__What this task involves__. Please give every record below again exactly, and keep the pictures out.

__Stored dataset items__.
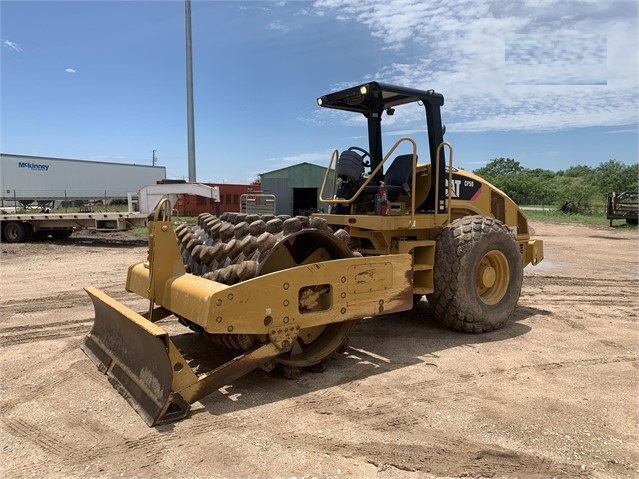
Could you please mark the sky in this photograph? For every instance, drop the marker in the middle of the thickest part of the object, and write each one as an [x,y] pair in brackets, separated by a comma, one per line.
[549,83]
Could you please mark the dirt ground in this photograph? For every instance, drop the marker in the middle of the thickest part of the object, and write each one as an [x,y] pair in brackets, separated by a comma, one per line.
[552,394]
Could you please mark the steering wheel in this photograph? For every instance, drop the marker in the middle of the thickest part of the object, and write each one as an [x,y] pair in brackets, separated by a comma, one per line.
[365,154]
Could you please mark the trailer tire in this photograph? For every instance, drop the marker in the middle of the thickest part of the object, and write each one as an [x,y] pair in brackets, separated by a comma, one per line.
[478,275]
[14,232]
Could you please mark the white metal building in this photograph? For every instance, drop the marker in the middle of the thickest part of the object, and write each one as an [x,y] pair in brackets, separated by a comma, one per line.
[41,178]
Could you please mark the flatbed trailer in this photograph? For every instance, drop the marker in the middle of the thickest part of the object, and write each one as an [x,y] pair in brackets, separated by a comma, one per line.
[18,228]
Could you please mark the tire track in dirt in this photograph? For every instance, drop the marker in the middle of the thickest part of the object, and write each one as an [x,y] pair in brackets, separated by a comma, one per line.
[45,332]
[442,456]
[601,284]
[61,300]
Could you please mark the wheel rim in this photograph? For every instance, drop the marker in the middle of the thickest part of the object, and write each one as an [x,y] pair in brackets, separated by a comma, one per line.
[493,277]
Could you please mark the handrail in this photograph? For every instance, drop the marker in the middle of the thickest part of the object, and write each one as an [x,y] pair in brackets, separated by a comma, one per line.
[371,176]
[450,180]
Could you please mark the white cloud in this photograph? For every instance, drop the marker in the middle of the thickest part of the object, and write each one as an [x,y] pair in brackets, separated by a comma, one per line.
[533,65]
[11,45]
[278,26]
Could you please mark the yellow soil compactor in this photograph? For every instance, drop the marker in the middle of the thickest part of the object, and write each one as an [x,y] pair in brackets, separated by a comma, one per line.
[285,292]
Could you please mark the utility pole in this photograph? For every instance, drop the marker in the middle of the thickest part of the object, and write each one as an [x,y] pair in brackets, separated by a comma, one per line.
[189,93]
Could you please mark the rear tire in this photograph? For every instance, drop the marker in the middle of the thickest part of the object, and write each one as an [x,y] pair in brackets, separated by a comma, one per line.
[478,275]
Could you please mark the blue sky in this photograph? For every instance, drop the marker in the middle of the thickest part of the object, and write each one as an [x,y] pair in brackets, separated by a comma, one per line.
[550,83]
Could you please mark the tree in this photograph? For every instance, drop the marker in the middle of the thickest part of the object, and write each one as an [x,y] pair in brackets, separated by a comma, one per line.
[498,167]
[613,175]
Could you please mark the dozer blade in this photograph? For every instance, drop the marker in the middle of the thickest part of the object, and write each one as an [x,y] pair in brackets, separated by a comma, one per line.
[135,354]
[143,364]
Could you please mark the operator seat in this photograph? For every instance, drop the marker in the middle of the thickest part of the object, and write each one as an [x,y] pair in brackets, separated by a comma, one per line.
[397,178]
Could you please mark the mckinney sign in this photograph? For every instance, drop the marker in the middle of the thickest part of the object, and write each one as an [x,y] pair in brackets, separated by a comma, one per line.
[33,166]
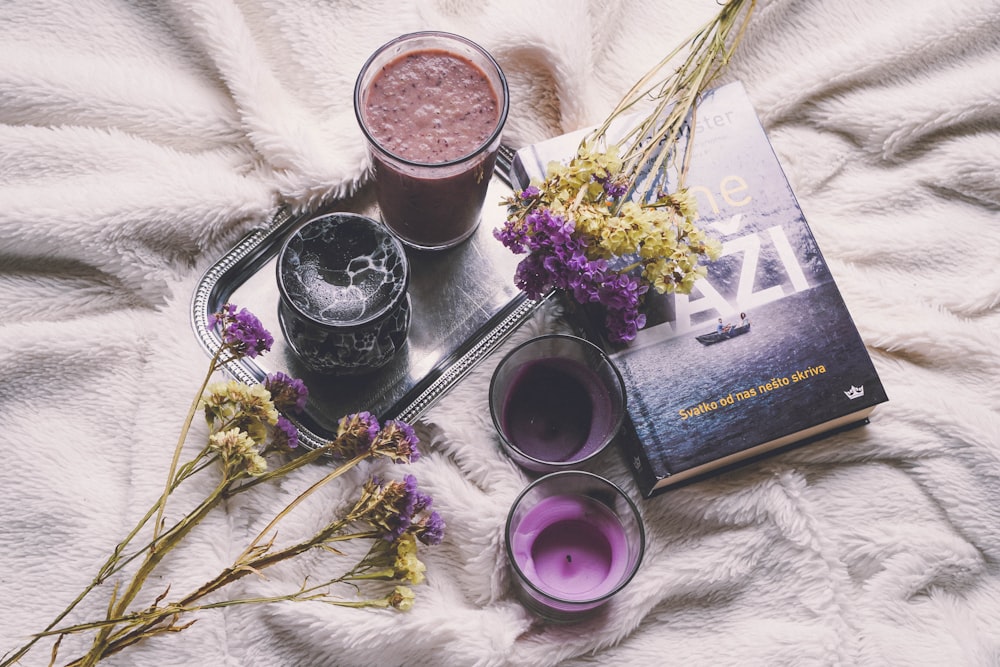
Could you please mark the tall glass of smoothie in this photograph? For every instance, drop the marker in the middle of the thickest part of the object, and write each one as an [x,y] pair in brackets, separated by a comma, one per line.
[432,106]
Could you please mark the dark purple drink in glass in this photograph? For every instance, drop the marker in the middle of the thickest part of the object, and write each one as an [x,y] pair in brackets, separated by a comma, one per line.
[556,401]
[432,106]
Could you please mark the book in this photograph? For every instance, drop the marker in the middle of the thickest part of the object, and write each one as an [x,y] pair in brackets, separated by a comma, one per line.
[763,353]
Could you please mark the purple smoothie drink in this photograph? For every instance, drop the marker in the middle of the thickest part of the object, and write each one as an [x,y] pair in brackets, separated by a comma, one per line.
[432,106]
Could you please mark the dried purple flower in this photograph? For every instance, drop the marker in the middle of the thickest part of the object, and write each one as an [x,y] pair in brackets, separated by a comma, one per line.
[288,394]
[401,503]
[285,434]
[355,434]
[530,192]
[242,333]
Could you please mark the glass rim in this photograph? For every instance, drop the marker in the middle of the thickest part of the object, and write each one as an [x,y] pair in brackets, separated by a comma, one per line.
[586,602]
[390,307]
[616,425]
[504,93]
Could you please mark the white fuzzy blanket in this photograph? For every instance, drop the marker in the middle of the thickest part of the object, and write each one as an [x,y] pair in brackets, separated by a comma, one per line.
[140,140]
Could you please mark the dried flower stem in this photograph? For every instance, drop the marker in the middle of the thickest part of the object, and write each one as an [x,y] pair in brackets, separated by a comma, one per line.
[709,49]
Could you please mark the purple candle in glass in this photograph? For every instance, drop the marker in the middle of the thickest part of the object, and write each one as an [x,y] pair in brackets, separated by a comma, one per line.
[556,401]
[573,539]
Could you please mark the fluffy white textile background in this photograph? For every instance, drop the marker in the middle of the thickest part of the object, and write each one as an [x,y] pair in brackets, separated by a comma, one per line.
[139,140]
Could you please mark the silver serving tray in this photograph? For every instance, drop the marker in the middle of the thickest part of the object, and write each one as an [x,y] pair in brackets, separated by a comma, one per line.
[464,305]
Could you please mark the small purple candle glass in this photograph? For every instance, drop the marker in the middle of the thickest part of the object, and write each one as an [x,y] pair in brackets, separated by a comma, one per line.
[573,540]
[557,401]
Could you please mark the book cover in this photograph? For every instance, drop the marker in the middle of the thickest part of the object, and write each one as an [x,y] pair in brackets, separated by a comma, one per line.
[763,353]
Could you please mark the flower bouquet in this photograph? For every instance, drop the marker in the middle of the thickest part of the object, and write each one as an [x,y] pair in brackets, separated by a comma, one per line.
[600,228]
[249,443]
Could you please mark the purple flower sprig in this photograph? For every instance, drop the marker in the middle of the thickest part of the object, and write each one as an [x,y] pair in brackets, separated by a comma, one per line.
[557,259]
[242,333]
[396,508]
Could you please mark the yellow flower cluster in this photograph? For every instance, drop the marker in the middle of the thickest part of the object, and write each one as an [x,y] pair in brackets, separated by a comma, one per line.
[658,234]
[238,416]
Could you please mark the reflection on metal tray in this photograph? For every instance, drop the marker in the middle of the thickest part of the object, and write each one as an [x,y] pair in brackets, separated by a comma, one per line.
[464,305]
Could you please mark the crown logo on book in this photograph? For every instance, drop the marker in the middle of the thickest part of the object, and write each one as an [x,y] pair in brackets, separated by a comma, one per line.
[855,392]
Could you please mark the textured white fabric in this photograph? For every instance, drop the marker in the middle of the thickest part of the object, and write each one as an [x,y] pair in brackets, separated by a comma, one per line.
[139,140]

__Response below__.
Could you please mark the sky in this photograph? For every instance, drop the marker in the middle of the thickest part of the object, and write each one as an [x,y] pair in brackets, separated by a comma, one per line.
[549,83]
Could you please mark the dirt ground in this photograph? For every instance, drop the marker in the middle of the thickest part of the object, and write each one as an [x,y] pair in brackets, separated by a comma, one per line.
[552,394]
Could you please mark the steering wheel in this photograph? For every instance, drop the marker in the middle of the thickest part of the object, and write each one as an [x,y] pair in brackets, separated by a comma, one per line.
[365,154]
Could you please mark the trailer tire in this photograph? For every instance, drop the marker in the middle of the thickest part of the object, and write each one as an [x,y] pair in brackets, separated by a comma, one per line.
[478,275]
[14,232]
Could you please mark the white metal building in this photograph? For every instance, drop the marker in the middle of the thickest part of the object, and write each one as an [x,y] pair in brackets, separated by a comma, one per line.
[41,178]
Could you please mark the flatbed trailer in this photograph? For every instance, drop the marker in the middle of the thickest part of the object, and write each one as an [x,y] pair in brackets, separated by a comma, one per line.
[18,228]
Could you please mark the tire track in dirt in this photograph? For every instance, drop the marker in the middle of the thickest part of the object, and write each one as an [x,y] pair in brackets, separated by a comma, one per line.
[45,332]
[442,456]
[601,284]
[61,300]
Could you please mark the wheel rim in this photograph? For every instance, drop the marker in the middle of the thickest part of the object, and write each one as an [x,y] pair in brackets, separated by a comma, one per line.
[493,277]
Could you please mark the handrail in this photograph? For every instance, drop the marker in the middle of the thickest part of the object, and write each one as an [x,y] pair in brackets, separated by a comma, one per line.
[371,176]
[450,180]
Could you please mark the white cloud in this photograph? For every instance, drop the marker in the middle of the thickest part of the object, and write each one as an [x,y] pair in brackets, separated by a comma, one per line.
[533,65]
[11,45]
[278,26]
Could you please mark the yellow soil compactor in this photograph? For every instance, drop the marker in the middle of the thickest part of the object, and write each one as an [x,y] pair in brackets, separated by a comma, one per line.
[285,292]
Could you please mark the utility pole in this photograph? For every instance, drop the marker in the middle of the thickest part of the object, and write each one as an [x,y] pair in brackets, separated by a comma, one per line.
[189,93]
Could you please mark the rear tire in this photograph? For every instance, drop the marker in the middle of the thickest part of the object, and write each one as an [x,y] pair in brackets, separated by a comma, one per line.
[478,275]
Could you please mark the blue sky in this photograph? For every instance, drop the marker in the middle of the thickest part of the object, and write each one as an [x,y] pair in brackets, separated by a comma, one per line.
[550,83]
Could you please mark the tree in this photograph? For every instance, drop the marker in the middle of the thickest part of the object, and write each one as an [x,y] pair in brackets, separated by a comma, one per line.
[498,167]
[613,175]
Could you please mark the dozer blade in this photograph? For every instance, drop the marker in the middle of the thickest part of the object, and write each one as an [x,y] pair in brackets, separated by a comma, one per line.
[135,354]
[143,364]
Could you please mark the operator seat in this photograph? For every instance, drop the marker in the middle of the thickest part of the object, and write each one as an [x,y] pair in brackets, separated by a comma, one per line.
[397,178]
Could you please mark the mckinney sign in this photograph? For every instance, drop the marker in the middle of the thickest part of the object, and write each one as an [x,y] pair in brackets, separated by a comma, one per line.
[33,166]
Could you please mark the tall glass of smoothie in this photograph? For every instance, drop the marker in the middle of the thickest part of the object, and write each one as an [x,y] pair in brackets, separated by a comma, one per line.
[432,106]
Could you please mark the dark purple drink in glass in this photograph? For every instance, drop the marker in the middle of the thickest part of the object, and write each one as an [x,y] pair in brackets, separated by a comma, one per line.
[556,401]
[432,106]
Could you please mark the book in this photograph? For every instance, drop the marker in the middle of the thickest part of the object, and write each one as an [x,y] pair in brackets, separated by a comma, one per line.
[763,353]
Could you please mark the purple smoothie drink in this photograph? For every instance, drop the marker in the middle of the thickest part of the object, and write each one as an [x,y] pair in brackets, separated by a comma, one per line.
[432,106]
Could you please mark the dried purple flower in this photograph? For every instance, drop the marker in the middle of the thickest part of the object, and write each one as an [x,y] pair in brackets, separated by a comma, one per line.
[288,394]
[401,503]
[285,434]
[355,434]
[530,192]
[242,333]
Could you please mark the glass rim in this photograph? For every instance, drop the marker in the middle of the thickest part of the object, and write each one as an [x,y] pair in brackets, separated by a comma, one per line.
[586,602]
[390,307]
[616,425]
[504,93]
Could you please mark the white fuzzy blanket in this photograph? For every instance, drop the marker in the middle of the thickest part of the object, and write each one as an [x,y] pair in brackets, separated by a comma, one per line.
[140,140]
Could you please mark the dried flower stem in this photograph? For every instance, drop the marker in the middle of the thickest part of the object, and write each one as an [x,y] pair in brackets, separated by a comma, one per line.
[709,49]
Could you please mark the purple candle in glass in this photograph? For every instance, drop the marker in the middle of the thickest part of the object, and write each one as an [x,y] pair in brackets, separated by a comma, one per line.
[556,401]
[573,539]
Could you please mark the fluffy white textile background in this photograph? For every instance, drop the marker in the middle of the thickest part of the object, and write each one as an [x,y] pair in brackets, separated by a comma, one per line.
[139,140]
Could you please mark the silver serving tray in this photograph? For every instance, drop the marker in the middle of the thickest part of the object, and write each one as an [x,y] pair in brackets, separated by a comma, one per line.
[464,305]
Could you please mark the small purple candle glass in this photograph? For every instance, drop the marker in the middle of the thickest part of the object, and write each one as an [x,y] pair in brackets, separated by a comma, one per line.
[573,540]
[557,401]
Could you please mark the book cover in this photograph? For every instance, drop the marker in the middle of the thickest part of the object, and write each one as an [x,y] pair in brackets, separated by a comma, one per line.
[763,353]
Could you please mark the flower bouquet in this photograph? For every instance, drop the marker in the middle of the thickest part of the object, and write each one as an [x,y] pair in brackets, separated by a comma, one per line.
[600,228]
[249,443]
Could you please mark the purple flower sprig in this photograph? For every instance, drop the marker in the middle of the thickest part of the object, and write each one as an [x,y] pair in brackets, separated by a comma, one per line.
[557,259]
[242,333]
[396,508]
Could you please mark the yellow flower cluster in this photograph? For every instance, drop the marker in the middle of the thickest part of the object, and write each one as an [x,y] pair in brackets, separated by a comma, one per line.
[658,234]
[238,416]
Could you please mark the reflection on metal tray in this photograph? For every instance, drop the marker in the middle of the thickest part of the object, and write each one as an [x,y] pair in brackets, separated by a comma, one per line.
[464,305]
Could you please mark the crown logo on book in this photograph? For every instance, drop the marker in the middle of the thickest part of the object, and write each one as an [x,y] pair in brackets, separated by a comma, one per line.
[855,392]
Could you please mark the textured white fabric in this photograph? For every instance, drop the marker in the middle of the thickest part of the object, and write each one as an [x,y] pair in brackets, separated by a comma, one per line.
[139,140]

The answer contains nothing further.